[Provided records]
....

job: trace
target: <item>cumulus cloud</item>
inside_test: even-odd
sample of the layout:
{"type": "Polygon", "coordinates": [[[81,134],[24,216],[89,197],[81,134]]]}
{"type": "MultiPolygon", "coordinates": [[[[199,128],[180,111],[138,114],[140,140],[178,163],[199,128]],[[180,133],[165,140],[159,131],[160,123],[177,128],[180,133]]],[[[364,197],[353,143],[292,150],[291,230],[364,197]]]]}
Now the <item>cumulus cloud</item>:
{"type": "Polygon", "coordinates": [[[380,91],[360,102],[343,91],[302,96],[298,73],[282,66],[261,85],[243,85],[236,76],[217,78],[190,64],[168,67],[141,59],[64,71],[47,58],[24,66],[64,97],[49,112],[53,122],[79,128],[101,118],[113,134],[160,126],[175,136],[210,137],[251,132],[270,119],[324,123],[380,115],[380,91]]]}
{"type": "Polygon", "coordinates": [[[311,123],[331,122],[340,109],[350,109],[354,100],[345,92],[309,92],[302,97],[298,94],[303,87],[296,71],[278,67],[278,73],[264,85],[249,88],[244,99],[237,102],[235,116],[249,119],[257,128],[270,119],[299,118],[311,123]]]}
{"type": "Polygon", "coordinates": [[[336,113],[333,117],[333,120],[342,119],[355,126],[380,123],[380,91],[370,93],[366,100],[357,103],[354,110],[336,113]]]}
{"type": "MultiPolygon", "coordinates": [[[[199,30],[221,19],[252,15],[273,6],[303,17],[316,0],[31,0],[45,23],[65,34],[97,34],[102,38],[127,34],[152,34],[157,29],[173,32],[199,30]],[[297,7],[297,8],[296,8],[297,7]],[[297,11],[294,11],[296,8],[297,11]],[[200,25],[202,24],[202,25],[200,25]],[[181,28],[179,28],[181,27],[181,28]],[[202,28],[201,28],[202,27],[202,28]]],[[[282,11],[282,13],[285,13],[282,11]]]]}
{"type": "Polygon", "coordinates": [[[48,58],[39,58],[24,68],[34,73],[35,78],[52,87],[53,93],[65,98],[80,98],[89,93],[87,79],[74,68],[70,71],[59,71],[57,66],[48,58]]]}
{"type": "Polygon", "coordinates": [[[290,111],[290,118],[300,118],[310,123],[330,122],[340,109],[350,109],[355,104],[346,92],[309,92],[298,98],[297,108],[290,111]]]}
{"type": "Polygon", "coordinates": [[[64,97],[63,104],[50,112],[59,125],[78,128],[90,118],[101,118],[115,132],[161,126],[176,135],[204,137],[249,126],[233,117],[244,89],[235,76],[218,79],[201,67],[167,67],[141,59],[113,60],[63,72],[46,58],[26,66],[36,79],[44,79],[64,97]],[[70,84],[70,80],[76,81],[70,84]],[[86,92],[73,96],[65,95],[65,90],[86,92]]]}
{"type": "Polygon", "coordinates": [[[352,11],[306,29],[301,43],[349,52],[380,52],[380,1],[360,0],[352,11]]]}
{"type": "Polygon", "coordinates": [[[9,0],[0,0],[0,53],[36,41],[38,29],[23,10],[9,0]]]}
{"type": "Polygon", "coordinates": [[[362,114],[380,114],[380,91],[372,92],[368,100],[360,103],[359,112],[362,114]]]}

....

[Activity] Reproduce each record exactly as written above.

[Written solution]
job: trace
target: <item>cumulus cloud</item>
inside_test: even-odd
sample of the layout:
{"type": "Polygon", "coordinates": [[[81,134],[24,216],[89,197],[81,134]]]}
{"type": "MultiPolygon", "coordinates": [[[[199,128],[180,111],[138,114],[140,140],[178,163],[199,128]],[[180,133],[165,140],[159,131],[160,123],[177,128],[180,133]]],[[[364,197],[353,143],[292,150],[291,230],[364,197]]]]}
Now the <item>cumulus cloud</item>:
{"type": "Polygon", "coordinates": [[[380,91],[360,102],[343,91],[302,96],[298,73],[282,66],[261,85],[243,85],[236,76],[217,78],[190,64],[168,67],[141,59],[64,71],[47,58],[24,66],[64,97],[49,112],[53,122],[79,128],[101,118],[113,134],[160,126],[175,136],[210,137],[251,132],[270,119],[324,123],[380,115],[380,91]]]}
{"type": "Polygon", "coordinates": [[[311,123],[331,122],[340,109],[350,109],[354,100],[345,92],[309,92],[302,97],[298,94],[303,87],[296,71],[278,67],[278,73],[264,85],[249,88],[244,99],[237,102],[235,116],[249,119],[257,128],[270,119],[299,118],[311,123]]]}
{"type": "Polygon", "coordinates": [[[336,113],[333,117],[333,120],[342,119],[355,126],[380,123],[380,91],[370,93],[366,100],[357,103],[354,110],[336,113]]]}
{"type": "MultiPolygon", "coordinates": [[[[199,30],[221,19],[252,15],[273,6],[303,17],[316,0],[31,0],[45,23],[65,34],[97,34],[102,38],[127,34],[152,34],[157,29],[173,32],[199,30]],[[297,7],[297,8],[296,8],[297,7]],[[297,11],[294,11],[296,8],[297,11]],[[200,25],[202,24],[202,25],[200,25]],[[181,28],[179,28],[181,27],[181,28]],[[202,28],[201,28],[202,27],[202,28]]],[[[282,11],[282,13],[285,13],[282,11]]]]}
{"type": "Polygon", "coordinates": [[[48,58],[39,58],[24,68],[34,73],[35,78],[52,87],[53,93],[65,98],[80,98],[89,93],[87,79],[74,68],[70,71],[59,71],[57,66],[48,58]]]}
{"type": "Polygon", "coordinates": [[[290,111],[290,118],[300,118],[310,123],[330,122],[340,109],[350,109],[355,104],[346,92],[309,92],[298,98],[297,108],[290,111]]]}
{"type": "Polygon", "coordinates": [[[64,97],[63,104],[50,112],[59,125],[78,128],[90,118],[101,118],[115,132],[161,126],[176,135],[204,137],[249,126],[233,117],[244,89],[235,76],[218,79],[201,67],[167,67],[141,59],[113,60],[63,72],[46,58],[26,66],[36,79],[44,79],[64,97]],[[70,84],[70,80],[76,81],[70,84]],[[86,92],[73,96],[65,95],[65,90],[86,92]]]}
{"type": "Polygon", "coordinates": [[[352,11],[306,29],[301,43],[349,52],[380,52],[380,1],[360,0],[352,11]]]}
{"type": "Polygon", "coordinates": [[[9,0],[0,0],[0,53],[36,41],[38,29],[23,10],[9,0]]]}
{"type": "Polygon", "coordinates": [[[362,114],[380,114],[380,91],[372,92],[368,100],[360,103],[359,112],[362,114]]]}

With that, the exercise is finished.